_Material for this task:_
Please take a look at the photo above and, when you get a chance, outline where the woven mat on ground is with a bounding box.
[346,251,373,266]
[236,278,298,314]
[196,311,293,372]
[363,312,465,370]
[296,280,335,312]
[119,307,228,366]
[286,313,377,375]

_Direction:_ Rewrite every line of the records above as a JSON array of strings, one string per line, with blank lines omitted.

_Solved problem:_
[
  "Please take a look at the photo above and, when you get a chance, outline where the woven mat on ground is with a bounding box.",
  "[346,251,373,266]",
  "[236,278,298,314]",
  "[196,311,293,372]",
  "[363,312,465,370]",
  "[296,280,335,312]",
  "[119,307,228,366]",
  "[286,313,377,375]"
]